──────── EXERCISE TEXT
Friday, July 28, 2017

Danish Flu?

Maersk Line struggling to return to normal after cyber hacking attack.

Live by the sword...With the increasing reliance on cyber systems to manage international movement of freight, it was inevitable that transportation carriers would have increased vulnerability to hacking by malicious actors. Maersk Line continues to struggle to regain its cargo volumes after the ransomware cyber-attack two weeks ago.

With 16 percent of the world's container volume, the Denmark-based carrier suffered an outbreak of the NotPetya virus at the end of June, and is still scrambling to return its systems to normal. Truckers at Maersk's APM Terminals at the Port of New York and New Jersey waited in line for up to six hours for pickups in early July, and in Elizabeth, NJ, terminal employees during the height of the problem and neither email nor telephone access, with terminal operations dependent on "manual processing."
────────────────
──────── EXCERPTED DATA
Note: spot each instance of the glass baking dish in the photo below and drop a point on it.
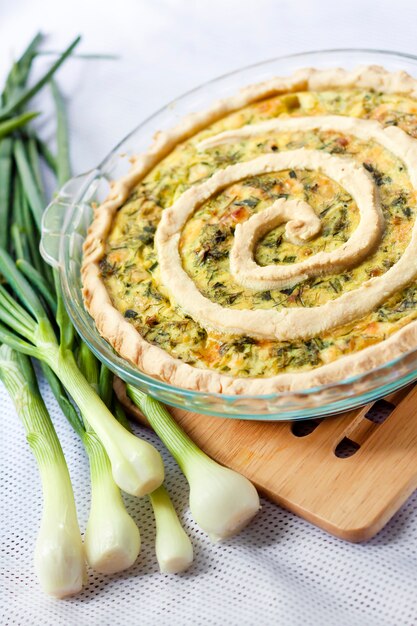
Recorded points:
(68, 216)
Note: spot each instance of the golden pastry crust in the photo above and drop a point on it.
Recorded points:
(155, 361)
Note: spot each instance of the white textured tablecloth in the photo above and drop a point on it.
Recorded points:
(280, 570)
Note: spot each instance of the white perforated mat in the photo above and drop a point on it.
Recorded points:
(280, 570)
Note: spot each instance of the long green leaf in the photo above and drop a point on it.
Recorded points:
(10, 339)
(64, 402)
(8, 317)
(19, 72)
(16, 122)
(65, 326)
(6, 147)
(30, 186)
(18, 102)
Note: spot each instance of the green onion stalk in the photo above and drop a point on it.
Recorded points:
(222, 501)
(112, 539)
(173, 547)
(59, 555)
(137, 466)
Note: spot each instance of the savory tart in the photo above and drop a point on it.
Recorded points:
(268, 243)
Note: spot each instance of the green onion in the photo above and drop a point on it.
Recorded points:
(112, 539)
(16, 122)
(59, 557)
(174, 550)
(221, 500)
(136, 465)
(21, 99)
(6, 148)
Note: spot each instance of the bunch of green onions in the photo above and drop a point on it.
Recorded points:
(34, 325)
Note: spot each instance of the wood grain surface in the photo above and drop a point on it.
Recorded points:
(351, 496)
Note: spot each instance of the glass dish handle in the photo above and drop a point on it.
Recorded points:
(57, 215)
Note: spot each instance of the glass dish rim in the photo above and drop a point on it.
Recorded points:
(132, 371)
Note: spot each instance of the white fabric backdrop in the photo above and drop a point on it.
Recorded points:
(280, 570)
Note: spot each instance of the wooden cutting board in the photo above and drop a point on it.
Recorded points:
(347, 474)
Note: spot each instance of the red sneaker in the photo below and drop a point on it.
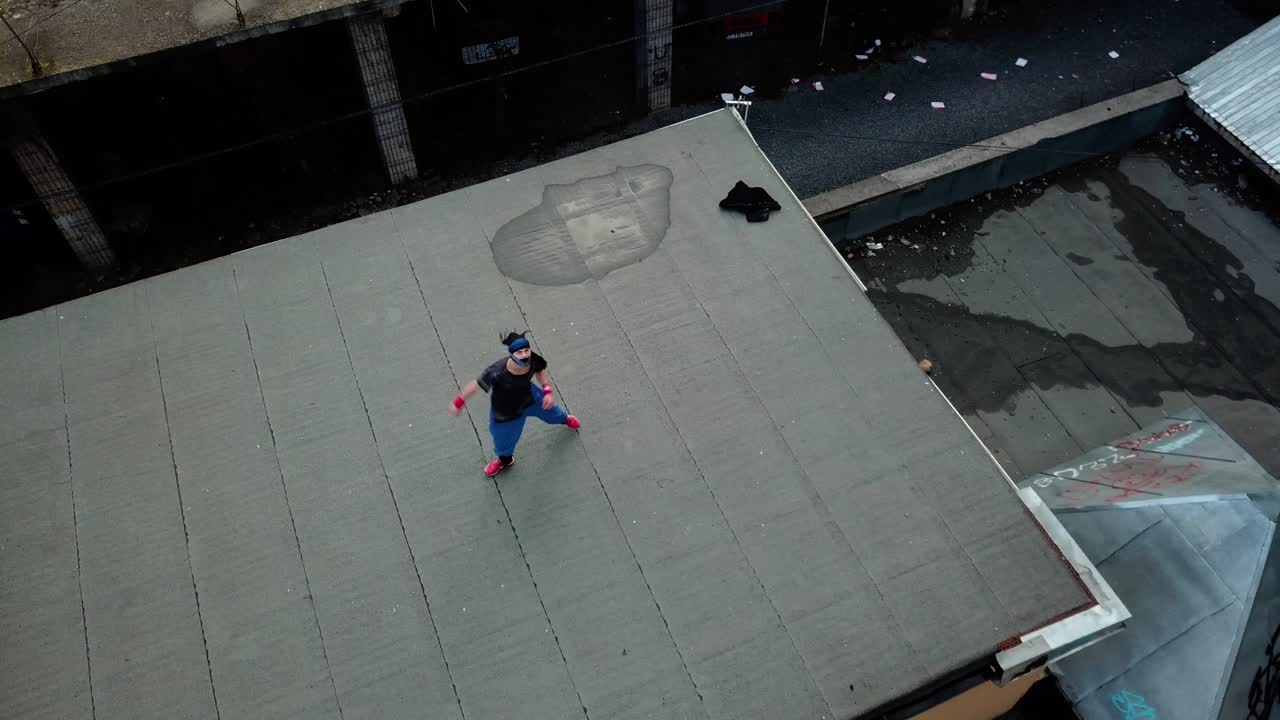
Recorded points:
(497, 466)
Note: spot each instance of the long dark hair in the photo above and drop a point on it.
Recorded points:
(506, 340)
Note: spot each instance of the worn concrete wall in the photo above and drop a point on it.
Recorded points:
(854, 210)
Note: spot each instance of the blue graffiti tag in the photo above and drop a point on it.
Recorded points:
(1133, 706)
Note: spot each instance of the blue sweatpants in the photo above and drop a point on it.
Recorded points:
(507, 434)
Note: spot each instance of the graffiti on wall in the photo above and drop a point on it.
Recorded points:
(1265, 689)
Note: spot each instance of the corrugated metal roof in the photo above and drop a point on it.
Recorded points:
(1239, 90)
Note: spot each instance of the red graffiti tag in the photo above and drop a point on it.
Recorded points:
(1161, 434)
(1132, 479)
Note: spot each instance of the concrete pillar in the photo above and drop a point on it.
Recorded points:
(382, 90)
(653, 65)
(56, 192)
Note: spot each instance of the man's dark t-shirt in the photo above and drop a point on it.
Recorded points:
(510, 395)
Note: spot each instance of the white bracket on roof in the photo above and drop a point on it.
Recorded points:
(1075, 632)
(740, 106)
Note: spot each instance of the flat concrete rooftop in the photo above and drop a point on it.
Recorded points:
(234, 490)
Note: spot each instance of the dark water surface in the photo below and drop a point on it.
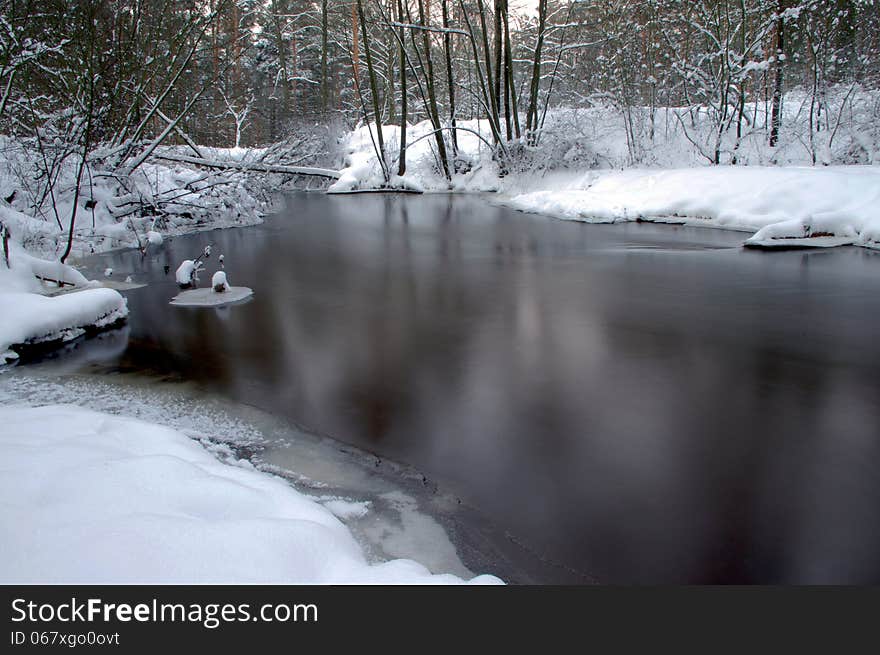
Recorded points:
(631, 403)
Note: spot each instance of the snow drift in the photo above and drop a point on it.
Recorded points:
(93, 498)
(31, 318)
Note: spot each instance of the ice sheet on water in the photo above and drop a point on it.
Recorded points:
(211, 298)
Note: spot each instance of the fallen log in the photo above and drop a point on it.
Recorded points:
(249, 166)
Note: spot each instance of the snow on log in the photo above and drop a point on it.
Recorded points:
(249, 166)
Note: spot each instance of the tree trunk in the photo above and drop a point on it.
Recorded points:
(532, 111)
(776, 106)
(374, 90)
(401, 162)
(450, 79)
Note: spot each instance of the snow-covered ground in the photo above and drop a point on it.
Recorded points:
(93, 498)
(576, 174)
(782, 206)
(159, 199)
(30, 317)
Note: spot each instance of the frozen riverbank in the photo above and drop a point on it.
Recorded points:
(96, 498)
(781, 206)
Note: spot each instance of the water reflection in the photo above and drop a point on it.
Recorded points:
(635, 403)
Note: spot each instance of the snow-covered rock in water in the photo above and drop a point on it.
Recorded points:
(186, 272)
(90, 498)
(210, 298)
(219, 283)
────────────────
■ TASKS FOR THIS EXERCISE:
**a.** Can you summarize the post on the Maersk cyberattack in two sentences?
**b.** Could you continue the post about the Maersk cyberattack from the point where it stops?

■ ANSWERS TO THE TASKS:
**a.** Maersk Line, a Denmark-based carrier with 16 percent of the world's container volume, is still struggling to restore its systems and regain its cargo volumes after a NotPetya ransomware attack at the end of June. Truckers at its APM Terminals at the Port of New York and New Jersey waited in line for up to six hours for pickups in early July, and terminal operations depended on manual processing.

**b.**
In its latest customer advisory, Maersk acknowledges that shippers are still experiencing delays in response times" and said it was "diligently working through backlogs and manual processes to be able to serve you effectively again", but was unable to give a specific date when this would happen.

The shutdown of systems across its network threw Maersk's quotation and rates system into chaos, but it said it was "now fully up to date on short-term quotations" and "looked forward to responding to all new rate enquiries".

But it is not only exporters that have been hit hard by the enforced system outage at Maersk and its APM Terminals facilities. Importers have suffered severe delays around the world obtaining deliveries against Maersk bills of lading. In response, Maersk Line said it would waive demurrage and detention charges incurred after the cyber-attack.

The attack on Maersk, one of the largest transportation companies, highlights the importance of cyber security to avoid becoming a victim. As a basic step, employees dealing with shipping - or, really, anything - can be warned once again not to open any email attachments if they are not 100 percent sure of the source.